WHAT IS ASKED ▸ In the excerpt on Baudrillard's La Société de consommation, what item is named as one deemed sexy because companies need to sell it?

— begin EXCERPT PROVIDED —

In La Société de consommation, after providing earlier what could be considered an operational definition of his notion of hyper-reality, which states that "we thus live sheltered from signs and in the denial of the real," the philosopher muses, ‘We sell women to women ...a woman consumes herself...if a woman consumes herself, it is her very relationship with herself that is objectified and fueled by signs, signs that constitute the Feminine Model, which constitutes a true object of consumption." In this early seminal work, Baudrillard steadfastly maintains that every time a woman buys a feminine beauty product from a department store or a mall, she is pledging her allegiance to a prefabricated model created by advertisers to generate profits. For instance, certain items like red lipstick are deemed to be sexy because companies need to sell these goods in order to make money. According to Baudrillard, these simulations or marketing techniques more closely resemble banal caricatures of female sexuality than faithful representations of what an attractive woman is supposed to look like and how she should conduct herself. Baudrillard explains that these seductive simulacra are predicated upon a shaky, hyper-real edifice that has no basis in reality.

— end EXCERPT PROVIDED —
— begin EXCERPTED RECORDS —

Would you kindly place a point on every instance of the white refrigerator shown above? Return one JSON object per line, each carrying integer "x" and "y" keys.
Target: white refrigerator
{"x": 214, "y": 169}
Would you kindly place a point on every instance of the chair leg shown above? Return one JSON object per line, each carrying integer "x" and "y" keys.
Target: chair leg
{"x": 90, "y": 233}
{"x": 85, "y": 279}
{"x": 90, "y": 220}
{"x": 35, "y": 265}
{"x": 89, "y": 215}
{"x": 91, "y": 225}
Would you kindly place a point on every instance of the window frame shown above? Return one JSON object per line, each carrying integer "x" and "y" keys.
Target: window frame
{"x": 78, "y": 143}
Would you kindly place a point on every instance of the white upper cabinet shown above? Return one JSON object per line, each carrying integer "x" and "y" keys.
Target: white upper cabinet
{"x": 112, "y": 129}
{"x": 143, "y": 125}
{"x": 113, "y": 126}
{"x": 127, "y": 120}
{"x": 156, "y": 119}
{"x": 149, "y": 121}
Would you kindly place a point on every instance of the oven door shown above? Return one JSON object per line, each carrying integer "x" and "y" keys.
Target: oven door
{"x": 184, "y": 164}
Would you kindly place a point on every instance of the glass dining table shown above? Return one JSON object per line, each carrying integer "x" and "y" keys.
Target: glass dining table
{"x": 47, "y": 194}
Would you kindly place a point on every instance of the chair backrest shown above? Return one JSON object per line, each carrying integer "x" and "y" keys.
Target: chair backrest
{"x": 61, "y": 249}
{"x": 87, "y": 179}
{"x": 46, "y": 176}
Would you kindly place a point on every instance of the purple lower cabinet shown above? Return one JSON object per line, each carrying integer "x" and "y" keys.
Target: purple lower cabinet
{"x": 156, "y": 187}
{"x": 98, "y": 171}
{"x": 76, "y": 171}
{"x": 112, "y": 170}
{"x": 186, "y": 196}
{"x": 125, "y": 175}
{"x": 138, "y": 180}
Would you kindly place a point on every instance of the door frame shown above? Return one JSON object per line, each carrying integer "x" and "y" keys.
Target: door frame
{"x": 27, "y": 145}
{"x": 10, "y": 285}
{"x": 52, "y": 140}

— end EXCERPTED RECORDS —

EXPECTED OUTPUT ▸ Red lipstick.